- To be done
(a) Using the Carmeli Brigade article below, explain in one to three sentences how the brigade came into being and why it carries the number "2nd."
(b) Answer these questions from the Carmeli Brigade article below:
(i) Who is the brigade's current commander?
(ii) How many battalions does the brigade have today, and what kind is one of them?
(iii) Which battalions did the brigade control in its early days?

- Document excerpt
···
- Insignia of Carmeli Brigade
- Active: 1948 - present
- Country: Israel
- Branch: Israeli Ground Forces
- Type: Reserve
- Role: Infantry Brigade
- Part of: Northern Command
- Engagements: 1948 Arab–Israeli War; Sinai War; Six-Day War; War of Attrition; Yom Kippur War; First Lebanon War; Second Lebanon War; Gaza war; 2024 Israeli invasion of Lebanon;

Commanders
- Current commander: Omri Rosencrantz
- Inaugural commander: Moshe Carmel

= Carmeli Brigade =

Israeli reserve infantry brigade

2nd "Carmeli" Brigade (Hebrew: חטיבת כרמלי, Hativat Carmeli, former 165th Brigade) is a reserve infantry brigade of the Israel Defense Forces, part of the Northern Command. Today the brigade consists of four battalions, including one reconnaissance battalion.

== History ==
The brigade was formed on February 22, 1948, during the 1948 Arab–Israeli War, when the Levanoni Brigade in the Galilee split into the 1st Golani Brigade and the 2nd Carmeli Brigade. In its early days, the brigade gained control over three battalions – the 21st, 22nd and 23rd – although, later during the war the 24th battalion was also established. It has since participated in all of Israel's major wars and nearly all major operations, including the Sinai War, Six-Day War, War of Attrition, Yom Kippur War, Operation Litani, the first and second wars in Lebanon, the Gaza war with its ramifications, and various operations during the Palestinian intifadas.
···
Segmentation dataset excerpts:
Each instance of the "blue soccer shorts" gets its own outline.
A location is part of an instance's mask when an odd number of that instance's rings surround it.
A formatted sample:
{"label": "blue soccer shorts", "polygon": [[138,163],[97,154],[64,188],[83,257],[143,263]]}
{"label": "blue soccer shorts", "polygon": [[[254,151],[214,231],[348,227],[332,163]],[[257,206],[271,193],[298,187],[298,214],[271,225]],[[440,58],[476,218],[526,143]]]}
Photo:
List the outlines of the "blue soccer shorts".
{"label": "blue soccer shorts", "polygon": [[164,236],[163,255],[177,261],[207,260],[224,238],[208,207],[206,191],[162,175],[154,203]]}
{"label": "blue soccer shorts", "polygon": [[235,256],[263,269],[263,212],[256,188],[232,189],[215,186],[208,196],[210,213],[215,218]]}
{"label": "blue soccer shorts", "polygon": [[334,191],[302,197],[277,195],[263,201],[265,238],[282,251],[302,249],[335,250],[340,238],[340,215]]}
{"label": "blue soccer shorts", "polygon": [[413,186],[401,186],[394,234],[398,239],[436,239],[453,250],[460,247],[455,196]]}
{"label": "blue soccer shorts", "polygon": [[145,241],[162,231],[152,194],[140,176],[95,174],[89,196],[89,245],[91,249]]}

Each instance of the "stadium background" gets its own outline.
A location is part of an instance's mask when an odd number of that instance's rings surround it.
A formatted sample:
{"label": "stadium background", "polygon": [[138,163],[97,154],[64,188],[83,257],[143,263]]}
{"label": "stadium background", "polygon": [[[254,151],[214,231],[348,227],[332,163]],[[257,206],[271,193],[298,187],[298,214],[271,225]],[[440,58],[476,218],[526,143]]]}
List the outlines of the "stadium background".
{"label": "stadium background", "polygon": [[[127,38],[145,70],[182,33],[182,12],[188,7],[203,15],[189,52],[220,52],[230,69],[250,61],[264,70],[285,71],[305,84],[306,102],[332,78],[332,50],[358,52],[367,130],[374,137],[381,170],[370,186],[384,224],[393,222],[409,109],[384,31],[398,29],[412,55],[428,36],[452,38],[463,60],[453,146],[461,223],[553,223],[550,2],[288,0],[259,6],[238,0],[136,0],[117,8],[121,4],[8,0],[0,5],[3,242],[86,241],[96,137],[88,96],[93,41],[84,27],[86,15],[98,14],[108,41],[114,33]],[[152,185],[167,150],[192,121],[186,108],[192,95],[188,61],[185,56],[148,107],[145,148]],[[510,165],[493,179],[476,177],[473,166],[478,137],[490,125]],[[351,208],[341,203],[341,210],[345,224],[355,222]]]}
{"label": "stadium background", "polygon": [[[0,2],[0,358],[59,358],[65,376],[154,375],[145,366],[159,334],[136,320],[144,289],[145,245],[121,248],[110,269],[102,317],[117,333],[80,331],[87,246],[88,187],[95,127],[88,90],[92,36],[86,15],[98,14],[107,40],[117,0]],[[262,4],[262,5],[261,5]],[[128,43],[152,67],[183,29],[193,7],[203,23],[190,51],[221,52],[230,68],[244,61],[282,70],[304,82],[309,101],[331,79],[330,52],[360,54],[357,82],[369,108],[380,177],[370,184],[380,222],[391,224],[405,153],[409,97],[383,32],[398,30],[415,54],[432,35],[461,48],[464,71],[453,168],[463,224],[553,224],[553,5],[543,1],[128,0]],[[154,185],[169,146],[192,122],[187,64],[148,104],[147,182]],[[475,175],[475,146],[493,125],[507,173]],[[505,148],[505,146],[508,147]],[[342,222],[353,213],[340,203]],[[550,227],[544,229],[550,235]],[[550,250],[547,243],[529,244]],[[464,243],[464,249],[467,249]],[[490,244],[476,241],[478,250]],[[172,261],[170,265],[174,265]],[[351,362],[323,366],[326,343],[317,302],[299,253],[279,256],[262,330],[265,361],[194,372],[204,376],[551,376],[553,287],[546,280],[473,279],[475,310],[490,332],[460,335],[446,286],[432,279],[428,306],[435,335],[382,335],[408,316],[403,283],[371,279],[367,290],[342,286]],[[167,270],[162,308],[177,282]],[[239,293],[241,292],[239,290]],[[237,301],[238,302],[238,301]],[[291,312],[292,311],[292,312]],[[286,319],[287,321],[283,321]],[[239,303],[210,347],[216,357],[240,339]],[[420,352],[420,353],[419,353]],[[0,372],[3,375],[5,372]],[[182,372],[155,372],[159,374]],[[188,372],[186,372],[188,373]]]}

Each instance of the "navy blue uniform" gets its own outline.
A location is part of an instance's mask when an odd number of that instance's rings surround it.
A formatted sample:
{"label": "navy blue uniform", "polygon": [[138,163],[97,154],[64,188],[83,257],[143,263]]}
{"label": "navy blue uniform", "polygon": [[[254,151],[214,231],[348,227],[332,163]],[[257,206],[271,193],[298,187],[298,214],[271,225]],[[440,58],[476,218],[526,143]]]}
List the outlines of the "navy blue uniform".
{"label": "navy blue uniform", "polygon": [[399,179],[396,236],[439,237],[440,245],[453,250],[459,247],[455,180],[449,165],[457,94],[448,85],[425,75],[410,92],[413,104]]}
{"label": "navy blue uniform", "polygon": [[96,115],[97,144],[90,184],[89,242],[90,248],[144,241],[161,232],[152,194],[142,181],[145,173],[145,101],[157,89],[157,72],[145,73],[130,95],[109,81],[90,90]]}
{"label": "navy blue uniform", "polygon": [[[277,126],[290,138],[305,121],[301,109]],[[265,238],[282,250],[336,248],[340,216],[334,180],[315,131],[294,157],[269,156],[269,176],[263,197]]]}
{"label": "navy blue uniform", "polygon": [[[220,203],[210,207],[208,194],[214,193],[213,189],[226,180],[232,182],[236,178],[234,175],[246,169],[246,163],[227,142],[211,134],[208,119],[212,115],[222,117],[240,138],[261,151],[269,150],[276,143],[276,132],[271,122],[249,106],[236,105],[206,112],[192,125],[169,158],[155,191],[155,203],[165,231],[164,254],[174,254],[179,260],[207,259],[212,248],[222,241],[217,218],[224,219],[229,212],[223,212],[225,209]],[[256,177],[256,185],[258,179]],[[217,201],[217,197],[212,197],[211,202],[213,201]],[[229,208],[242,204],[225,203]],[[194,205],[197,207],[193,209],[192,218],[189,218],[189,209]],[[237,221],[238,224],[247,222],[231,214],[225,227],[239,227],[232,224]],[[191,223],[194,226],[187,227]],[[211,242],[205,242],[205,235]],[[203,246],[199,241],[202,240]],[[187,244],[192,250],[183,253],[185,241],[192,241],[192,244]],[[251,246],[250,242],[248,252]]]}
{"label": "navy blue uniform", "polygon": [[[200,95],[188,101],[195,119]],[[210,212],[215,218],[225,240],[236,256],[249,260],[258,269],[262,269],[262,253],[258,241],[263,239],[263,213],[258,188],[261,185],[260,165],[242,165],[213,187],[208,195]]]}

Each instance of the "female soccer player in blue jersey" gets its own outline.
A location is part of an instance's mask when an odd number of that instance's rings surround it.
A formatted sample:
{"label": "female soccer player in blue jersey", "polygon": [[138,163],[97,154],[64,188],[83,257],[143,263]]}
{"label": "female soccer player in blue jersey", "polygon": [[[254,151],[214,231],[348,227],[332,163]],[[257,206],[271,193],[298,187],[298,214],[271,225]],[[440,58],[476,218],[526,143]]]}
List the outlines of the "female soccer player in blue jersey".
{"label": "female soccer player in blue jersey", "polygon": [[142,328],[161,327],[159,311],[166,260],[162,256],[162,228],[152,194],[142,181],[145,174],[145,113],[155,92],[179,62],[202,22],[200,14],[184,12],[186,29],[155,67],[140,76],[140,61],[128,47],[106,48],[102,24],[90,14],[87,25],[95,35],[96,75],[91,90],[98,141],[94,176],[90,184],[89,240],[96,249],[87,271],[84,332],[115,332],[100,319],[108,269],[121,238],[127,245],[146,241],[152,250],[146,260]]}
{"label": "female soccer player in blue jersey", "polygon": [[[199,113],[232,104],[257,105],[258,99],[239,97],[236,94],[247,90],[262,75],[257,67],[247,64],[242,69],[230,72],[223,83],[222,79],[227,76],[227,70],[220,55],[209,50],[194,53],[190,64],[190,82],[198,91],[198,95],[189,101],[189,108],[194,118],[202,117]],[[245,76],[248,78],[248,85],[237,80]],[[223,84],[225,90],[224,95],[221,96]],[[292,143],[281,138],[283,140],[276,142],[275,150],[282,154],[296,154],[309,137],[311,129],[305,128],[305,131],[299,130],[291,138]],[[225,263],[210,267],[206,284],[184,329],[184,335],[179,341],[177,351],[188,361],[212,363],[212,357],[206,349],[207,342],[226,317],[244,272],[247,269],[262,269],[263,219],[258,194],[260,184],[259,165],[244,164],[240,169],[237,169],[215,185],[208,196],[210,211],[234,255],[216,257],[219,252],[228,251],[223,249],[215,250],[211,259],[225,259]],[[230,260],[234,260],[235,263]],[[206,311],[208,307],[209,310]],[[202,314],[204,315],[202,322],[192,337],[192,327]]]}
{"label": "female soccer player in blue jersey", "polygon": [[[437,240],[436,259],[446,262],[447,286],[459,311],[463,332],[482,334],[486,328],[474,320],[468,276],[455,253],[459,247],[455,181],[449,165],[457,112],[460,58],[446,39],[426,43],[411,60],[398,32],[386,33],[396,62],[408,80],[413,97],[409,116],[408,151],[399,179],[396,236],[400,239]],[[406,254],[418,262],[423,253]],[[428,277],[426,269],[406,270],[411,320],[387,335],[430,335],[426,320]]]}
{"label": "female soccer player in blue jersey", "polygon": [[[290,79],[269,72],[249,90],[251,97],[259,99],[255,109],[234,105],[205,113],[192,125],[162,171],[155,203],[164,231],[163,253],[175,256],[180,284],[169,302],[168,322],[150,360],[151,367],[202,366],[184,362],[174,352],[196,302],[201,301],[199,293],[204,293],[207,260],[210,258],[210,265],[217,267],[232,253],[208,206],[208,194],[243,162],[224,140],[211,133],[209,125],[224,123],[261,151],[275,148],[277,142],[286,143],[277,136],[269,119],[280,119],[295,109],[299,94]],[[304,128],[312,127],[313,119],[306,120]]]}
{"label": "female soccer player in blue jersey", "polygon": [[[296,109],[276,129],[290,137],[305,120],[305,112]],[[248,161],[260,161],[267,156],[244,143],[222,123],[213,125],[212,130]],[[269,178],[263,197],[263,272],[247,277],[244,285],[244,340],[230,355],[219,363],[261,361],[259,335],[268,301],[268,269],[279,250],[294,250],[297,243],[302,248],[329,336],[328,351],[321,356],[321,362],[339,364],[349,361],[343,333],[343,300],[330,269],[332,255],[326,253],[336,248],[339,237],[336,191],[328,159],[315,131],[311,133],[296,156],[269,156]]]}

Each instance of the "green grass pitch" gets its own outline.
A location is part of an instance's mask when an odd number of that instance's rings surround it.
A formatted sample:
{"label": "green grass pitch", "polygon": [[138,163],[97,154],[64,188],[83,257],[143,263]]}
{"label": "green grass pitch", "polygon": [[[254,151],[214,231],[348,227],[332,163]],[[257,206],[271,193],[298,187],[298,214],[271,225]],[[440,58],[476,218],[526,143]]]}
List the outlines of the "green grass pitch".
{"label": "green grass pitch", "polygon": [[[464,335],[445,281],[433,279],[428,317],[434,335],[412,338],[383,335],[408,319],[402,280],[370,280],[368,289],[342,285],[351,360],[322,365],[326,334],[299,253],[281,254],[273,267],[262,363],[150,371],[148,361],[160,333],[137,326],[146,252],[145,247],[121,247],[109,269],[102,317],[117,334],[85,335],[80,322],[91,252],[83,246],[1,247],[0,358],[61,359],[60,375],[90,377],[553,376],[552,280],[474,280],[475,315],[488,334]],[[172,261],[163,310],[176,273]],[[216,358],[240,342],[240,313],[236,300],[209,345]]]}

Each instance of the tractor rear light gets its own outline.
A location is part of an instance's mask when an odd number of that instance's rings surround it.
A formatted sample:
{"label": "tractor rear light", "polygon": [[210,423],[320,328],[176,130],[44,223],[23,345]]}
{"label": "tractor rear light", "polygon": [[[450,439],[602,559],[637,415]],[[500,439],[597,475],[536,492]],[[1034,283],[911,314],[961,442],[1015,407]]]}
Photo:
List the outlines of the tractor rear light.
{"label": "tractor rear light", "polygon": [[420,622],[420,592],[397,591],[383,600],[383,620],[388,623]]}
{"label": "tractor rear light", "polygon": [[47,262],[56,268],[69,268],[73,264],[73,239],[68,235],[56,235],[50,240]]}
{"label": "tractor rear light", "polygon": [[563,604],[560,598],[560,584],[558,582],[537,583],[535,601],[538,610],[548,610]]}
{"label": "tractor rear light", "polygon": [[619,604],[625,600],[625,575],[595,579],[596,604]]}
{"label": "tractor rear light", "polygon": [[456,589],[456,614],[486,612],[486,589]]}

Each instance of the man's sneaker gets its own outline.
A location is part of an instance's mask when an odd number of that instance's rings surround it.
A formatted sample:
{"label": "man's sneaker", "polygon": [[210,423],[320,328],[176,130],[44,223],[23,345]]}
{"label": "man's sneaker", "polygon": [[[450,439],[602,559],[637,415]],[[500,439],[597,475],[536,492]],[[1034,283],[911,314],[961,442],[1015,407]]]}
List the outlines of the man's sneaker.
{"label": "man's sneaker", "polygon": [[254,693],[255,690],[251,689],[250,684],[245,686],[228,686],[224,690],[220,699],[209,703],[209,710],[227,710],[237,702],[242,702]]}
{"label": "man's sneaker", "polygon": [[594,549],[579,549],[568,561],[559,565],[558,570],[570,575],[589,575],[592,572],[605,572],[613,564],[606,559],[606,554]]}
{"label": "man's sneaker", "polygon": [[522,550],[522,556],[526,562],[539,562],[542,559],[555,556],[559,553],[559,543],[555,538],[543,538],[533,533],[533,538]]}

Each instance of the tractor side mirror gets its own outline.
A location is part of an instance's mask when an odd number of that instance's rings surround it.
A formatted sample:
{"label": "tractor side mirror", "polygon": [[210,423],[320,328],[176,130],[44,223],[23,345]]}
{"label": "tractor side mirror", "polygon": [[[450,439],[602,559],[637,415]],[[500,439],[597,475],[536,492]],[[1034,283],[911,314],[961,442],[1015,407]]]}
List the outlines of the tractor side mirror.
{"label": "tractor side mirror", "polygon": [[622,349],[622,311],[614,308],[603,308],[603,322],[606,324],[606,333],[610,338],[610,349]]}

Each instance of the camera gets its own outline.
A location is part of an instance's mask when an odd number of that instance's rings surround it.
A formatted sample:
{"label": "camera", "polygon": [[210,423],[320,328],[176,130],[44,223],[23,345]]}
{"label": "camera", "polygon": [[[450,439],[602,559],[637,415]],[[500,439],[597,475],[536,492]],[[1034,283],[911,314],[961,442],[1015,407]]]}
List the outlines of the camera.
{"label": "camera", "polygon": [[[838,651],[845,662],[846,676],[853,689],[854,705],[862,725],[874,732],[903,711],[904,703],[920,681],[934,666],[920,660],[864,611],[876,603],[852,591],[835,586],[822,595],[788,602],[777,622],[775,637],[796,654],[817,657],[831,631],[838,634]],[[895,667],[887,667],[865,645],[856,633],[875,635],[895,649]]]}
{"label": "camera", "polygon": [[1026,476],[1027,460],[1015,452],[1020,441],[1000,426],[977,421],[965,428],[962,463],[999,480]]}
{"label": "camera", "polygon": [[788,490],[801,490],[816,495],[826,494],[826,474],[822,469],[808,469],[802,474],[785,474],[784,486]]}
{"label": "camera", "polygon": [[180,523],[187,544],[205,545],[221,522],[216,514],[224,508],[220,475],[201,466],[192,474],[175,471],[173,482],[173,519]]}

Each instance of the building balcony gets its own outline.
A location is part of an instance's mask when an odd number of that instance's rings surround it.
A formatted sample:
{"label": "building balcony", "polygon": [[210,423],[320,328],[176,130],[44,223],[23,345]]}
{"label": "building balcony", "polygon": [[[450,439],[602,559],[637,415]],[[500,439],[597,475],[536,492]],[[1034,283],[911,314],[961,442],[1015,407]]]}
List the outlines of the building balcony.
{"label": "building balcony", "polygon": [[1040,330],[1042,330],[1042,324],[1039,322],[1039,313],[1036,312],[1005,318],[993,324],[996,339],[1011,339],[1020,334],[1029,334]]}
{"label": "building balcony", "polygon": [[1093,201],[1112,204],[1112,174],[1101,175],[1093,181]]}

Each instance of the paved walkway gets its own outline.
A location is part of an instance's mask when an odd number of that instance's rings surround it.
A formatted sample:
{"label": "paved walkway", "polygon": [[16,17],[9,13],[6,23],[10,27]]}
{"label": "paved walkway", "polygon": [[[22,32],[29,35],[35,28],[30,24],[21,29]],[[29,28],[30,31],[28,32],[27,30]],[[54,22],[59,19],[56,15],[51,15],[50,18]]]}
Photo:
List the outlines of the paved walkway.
···
- Results for the exercise
(a) The brigade was formed on February 22, 1948, during the 1948 Arab–Israeli War, when the Levanoni Brigade in the Galilee split in two. That split produced the 1st Golani Brigade and the 2nd Carmeli Brigade.

(b)
(i) Omri Rosencrantz
(ii) Four battalions, one of which is a reconnaissance battalion.
(iii) The 21st, 22nd and 23rd battalions.